-- Start of Reading text --

# EnvData

## _Problem:_ 
Laboratory environmental data is stored to individual loggers in a proprietary binary format. Data must be manually downloaded weekly, imported into manufaturer software, then finally exported to an access database that can be read by required Air Force software to generate required reports. The version of the manufacturer software currently in use has been upgraded and the newer version stores data in a postgresql database that cannot be used by reporting sotware.

## _Goal:_
Develop a programatic solution for gathering and reporting laboratory environmental data.

## Import statements 
    * datetime module 
        - used to clean up DateStamp and TimeStamp formating
    * pandas
        - used for data processing
    * numpy
        - to be determined

In [1]:
# import numpy and pandas, and DataFrame / Series
import numpy as np
import pandas as pd
from pandas import DataFrame, Series
from datetime import datetime, timedelta

# Set some pandas options
pd.set_option('display.notebook_repr_html', True)
pd.set_option('display.max_columns', 15)
pd.set_option('display.max_rows', 150)
pd.set_option('display.large_repr', 'truncate')

-- End of Reading text --
-- Start of Supplied information --

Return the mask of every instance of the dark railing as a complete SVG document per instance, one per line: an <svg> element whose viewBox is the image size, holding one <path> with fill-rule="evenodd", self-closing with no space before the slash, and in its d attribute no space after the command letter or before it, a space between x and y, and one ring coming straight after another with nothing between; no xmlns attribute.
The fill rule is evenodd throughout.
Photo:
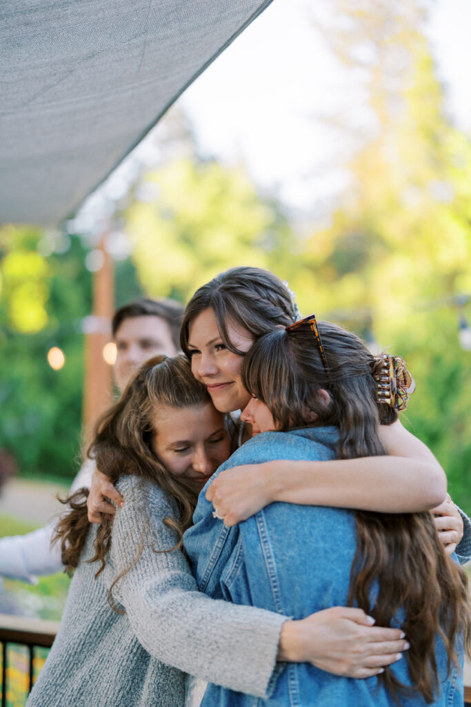
<svg viewBox="0 0 471 707"><path fill-rule="evenodd" d="M1 643L1 707L6 707L8 651L10 643L25 645L29 653L28 693L32 687L35 648L50 648L59 621L41 621L25 617L12 617L0 614L0 642Z"/></svg>
<svg viewBox="0 0 471 707"><path fill-rule="evenodd" d="M41 621L25 617L11 617L0 614L0 642L1 642L1 707L6 707L6 669L8 643L25 645L29 652L28 692L32 687L35 648L50 648L57 633L59 621ZM471 707L471 663L465 665L465 705Z"/></svg>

-- End of Supplied information --

◆ Your goal
Please answer these questions using the EnvData page:
1. How often must the logger data be downloaded by hand?
2. What kind of database does the newer version of the manufacturer software store data in?
3. What value is the display.max_rows option set to?

◆ Answer below
1. Weekly.
2. A postgresql database.
3. 150.